Listed entries below:

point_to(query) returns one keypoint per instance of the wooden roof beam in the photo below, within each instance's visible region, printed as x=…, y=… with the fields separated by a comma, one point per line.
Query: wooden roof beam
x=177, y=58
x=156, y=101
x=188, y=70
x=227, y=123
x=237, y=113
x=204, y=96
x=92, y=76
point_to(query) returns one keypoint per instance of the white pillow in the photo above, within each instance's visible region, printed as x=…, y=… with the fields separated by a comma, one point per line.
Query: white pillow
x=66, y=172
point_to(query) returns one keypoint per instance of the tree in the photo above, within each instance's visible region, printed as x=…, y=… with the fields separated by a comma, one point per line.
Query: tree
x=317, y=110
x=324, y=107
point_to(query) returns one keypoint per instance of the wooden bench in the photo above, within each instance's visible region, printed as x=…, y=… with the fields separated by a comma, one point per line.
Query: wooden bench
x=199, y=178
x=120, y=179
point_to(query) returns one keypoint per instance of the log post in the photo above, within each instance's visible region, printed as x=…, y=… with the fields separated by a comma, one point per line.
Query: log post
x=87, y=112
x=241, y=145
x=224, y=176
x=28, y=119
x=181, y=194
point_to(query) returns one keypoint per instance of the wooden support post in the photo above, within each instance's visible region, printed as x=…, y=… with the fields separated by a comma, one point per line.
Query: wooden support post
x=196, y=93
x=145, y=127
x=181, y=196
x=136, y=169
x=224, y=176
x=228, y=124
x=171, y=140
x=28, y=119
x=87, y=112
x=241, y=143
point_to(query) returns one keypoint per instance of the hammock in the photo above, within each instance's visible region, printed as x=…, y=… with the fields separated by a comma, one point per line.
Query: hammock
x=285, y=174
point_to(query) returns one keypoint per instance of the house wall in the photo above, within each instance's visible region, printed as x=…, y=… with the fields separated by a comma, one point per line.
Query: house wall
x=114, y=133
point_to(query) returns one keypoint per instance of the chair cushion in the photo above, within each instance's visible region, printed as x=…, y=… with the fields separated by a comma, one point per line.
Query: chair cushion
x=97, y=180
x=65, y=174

End of Listed entries.

== Task ==
Return every line of the data unchanged.

== Response ==
point_to(query) returns one keypoint per instance of the wooden roof beam in the photo below, within each instance's visible region, printed as x=…, y=… with the fields separated by a comma, one point per line.
Query: wooden roof beam
x=177, y=58
x=156, y=101
x=188, y=70
x=227, y=123
x=237, y=113
x=204, y=96
x=92, y=76
point_to(query) returns one keypoint per instance of the white pillow in the photo above, within each instance's visible region, printed as x=…, y=… with the fields separated by a comma, one point per line.
Query: white pillow
x=66, y=172
point_to(query) returns one keypoint per instance of the tree in the photo above, within each instance's visible region, printed as x=…, y=… with the fields separated by a comma, one point per line.
Query: tree
x=317, y=110
x=324, y=107
point_to(query) returns one keypoint per instance of the wooden bench in the photo above, within each instance's visible region, printed as x=…, y=… with the fields separated by a comma, one point per line.
Query: wooden bench
x=199, y=178
x=120, y=179
point_to(query) returns one keypoint per instance of the log post in the photo above, within each instance's visible region, printed as x=…, y=… with the fields separated by a comma, one point per line.
Query: log post
x=87, y=112
x=241, y=145
x=224, y=176
x=28, y=119
x=181, y=194
point_to(query) returns one keypoint per instance of the wooden support post in the photo above, within each instance's visible region, printed as x=…, y=… with the fields separated by a comma, one point per line.
Query: wooden support post
x=196, y=93
x=145, y=127
x=181, y=196
x=136, y=169
x=224, y=176
x=228, y=124
x=171, y=140
x=28, y=119
x=87, y=112
x=241, y=143
point_to(query) returns one keypoint per instance of the hammock in the photo above, within each instance's visible region, printed as x=…, y=… with the fields separated by a comma, one point per line.
Query: hammock
x=285, y=174
point_to(query) returns one keypoint per instance of the house wall in the photo above, within each instance's visible region, printed as x=…, y=… with the fields separated by a comma, one point per line.
Query: house wall
x=114, y=133
point_to(query) returns one keypoint per instance of the chair cushion in the photo above, within each instance's visible region, printed as x=…, y=… with the fields separated by a comma, one point per line.
Query: chair cushion
x=97, y=180
x=65, y=174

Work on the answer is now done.